Reproduce the material below word for word, starting at the line that contains "Scan for light gray" and ending at the final line of the material.

■ **Supplied material**:
▬▬▬▬▬▬▬▬▬▬
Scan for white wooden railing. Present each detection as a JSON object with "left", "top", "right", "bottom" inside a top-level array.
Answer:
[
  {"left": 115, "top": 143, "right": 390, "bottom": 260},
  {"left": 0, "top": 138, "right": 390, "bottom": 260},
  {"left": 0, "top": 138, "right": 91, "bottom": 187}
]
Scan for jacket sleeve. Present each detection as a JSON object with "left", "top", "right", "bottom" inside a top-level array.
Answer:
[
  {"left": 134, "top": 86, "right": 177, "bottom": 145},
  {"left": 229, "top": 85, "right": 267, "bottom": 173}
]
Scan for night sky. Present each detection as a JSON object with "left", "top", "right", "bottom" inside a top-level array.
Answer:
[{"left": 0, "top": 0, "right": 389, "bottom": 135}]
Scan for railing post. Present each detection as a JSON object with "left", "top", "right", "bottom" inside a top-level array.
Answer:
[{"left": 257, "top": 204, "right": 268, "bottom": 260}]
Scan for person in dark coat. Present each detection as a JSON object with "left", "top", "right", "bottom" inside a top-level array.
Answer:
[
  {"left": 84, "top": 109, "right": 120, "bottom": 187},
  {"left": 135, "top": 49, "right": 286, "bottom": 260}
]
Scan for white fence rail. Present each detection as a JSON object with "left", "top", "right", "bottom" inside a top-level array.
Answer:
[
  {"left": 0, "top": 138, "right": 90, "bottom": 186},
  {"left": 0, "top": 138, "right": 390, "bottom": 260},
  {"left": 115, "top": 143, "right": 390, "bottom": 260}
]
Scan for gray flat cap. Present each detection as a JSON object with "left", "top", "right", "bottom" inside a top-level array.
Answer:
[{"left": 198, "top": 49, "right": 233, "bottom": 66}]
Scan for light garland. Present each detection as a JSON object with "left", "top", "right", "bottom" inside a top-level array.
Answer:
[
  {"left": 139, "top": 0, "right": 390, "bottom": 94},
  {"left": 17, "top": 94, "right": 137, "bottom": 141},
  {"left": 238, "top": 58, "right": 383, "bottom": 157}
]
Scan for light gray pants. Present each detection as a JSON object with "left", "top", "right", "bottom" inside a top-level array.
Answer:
▬▬▬▬▬▬▬▬▬▬
■ **Complete answer**:
Scan for light gray pants. Present each detection as a JSON object with "left", "top", "right", "bottom" inside a top-level array.
Answer:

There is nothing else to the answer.